## START Material provided

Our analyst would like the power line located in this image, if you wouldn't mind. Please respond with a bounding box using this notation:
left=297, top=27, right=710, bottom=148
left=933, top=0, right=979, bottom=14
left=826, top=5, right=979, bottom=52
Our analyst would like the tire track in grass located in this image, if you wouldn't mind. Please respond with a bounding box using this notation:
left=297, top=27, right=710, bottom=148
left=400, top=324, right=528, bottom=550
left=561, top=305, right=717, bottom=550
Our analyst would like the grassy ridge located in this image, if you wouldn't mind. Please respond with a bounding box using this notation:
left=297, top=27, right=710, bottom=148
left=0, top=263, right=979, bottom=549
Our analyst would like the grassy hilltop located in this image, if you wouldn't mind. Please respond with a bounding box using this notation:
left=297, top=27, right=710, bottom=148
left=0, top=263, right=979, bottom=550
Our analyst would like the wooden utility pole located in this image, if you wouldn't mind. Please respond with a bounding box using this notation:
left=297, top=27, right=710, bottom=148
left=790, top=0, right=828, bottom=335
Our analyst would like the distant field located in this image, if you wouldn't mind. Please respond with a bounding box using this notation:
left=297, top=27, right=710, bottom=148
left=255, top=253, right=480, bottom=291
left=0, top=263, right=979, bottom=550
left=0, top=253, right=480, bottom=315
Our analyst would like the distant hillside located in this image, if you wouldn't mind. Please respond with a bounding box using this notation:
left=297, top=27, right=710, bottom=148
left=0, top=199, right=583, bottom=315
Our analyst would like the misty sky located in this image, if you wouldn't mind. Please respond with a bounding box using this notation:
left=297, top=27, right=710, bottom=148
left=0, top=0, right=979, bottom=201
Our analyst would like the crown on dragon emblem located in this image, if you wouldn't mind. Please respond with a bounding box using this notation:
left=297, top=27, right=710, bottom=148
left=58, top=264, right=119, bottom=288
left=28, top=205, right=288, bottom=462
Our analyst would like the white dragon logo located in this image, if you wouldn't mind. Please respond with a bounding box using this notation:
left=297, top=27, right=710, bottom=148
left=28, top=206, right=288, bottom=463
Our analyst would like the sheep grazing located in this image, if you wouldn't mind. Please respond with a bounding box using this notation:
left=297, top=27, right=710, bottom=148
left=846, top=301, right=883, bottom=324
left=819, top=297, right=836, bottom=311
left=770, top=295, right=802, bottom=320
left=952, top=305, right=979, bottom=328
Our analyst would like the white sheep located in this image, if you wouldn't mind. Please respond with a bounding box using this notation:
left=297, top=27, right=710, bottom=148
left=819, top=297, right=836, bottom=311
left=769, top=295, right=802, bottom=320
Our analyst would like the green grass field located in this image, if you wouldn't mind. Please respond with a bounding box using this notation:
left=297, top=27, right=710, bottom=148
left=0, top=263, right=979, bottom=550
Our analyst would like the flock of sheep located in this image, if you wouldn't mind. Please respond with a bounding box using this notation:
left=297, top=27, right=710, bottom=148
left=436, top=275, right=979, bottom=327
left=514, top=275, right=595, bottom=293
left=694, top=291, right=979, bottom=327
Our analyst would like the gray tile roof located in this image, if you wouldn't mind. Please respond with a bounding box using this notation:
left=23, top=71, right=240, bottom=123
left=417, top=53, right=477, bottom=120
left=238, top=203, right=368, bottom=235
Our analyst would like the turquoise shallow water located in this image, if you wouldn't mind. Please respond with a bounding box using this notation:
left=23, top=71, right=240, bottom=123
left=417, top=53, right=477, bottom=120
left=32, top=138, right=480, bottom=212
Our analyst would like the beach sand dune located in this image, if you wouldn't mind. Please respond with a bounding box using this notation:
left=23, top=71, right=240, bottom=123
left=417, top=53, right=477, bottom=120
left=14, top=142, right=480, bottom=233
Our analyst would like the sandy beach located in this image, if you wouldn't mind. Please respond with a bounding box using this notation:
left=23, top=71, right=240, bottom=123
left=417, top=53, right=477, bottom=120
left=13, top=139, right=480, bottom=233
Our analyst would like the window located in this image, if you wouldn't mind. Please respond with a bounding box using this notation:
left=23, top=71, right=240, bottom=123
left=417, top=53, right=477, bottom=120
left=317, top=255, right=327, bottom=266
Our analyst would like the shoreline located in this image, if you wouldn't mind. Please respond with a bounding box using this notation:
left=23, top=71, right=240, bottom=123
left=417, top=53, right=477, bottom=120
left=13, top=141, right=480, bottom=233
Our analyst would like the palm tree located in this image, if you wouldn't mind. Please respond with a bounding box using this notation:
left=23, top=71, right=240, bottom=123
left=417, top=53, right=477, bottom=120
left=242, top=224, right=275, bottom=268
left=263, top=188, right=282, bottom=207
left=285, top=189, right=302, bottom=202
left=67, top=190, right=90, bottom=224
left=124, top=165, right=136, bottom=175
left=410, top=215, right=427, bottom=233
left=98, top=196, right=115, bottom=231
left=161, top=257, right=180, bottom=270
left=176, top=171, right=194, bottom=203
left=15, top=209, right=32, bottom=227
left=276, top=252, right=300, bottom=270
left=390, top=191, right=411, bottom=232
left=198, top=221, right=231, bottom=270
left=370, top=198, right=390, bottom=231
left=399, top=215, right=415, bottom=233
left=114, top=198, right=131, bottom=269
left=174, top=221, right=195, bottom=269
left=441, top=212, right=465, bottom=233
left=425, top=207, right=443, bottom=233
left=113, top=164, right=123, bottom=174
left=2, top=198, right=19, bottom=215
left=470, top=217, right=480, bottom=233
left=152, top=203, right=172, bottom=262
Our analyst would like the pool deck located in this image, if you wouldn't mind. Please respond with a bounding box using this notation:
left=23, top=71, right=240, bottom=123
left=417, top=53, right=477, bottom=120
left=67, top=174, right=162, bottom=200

## END Material provided

### What is being asked
Return every line of the listing above that contains the string "field", treating uppercase and lowercase letters as different.

### Task output
Our analyst would like the distant field located in this image, if you wouldn't mind. Please respond with a bounding box using this notation:
Our analyst would like the green grass field located in this image, if you wouldn't mind. Please respond with a bounding box using this notation:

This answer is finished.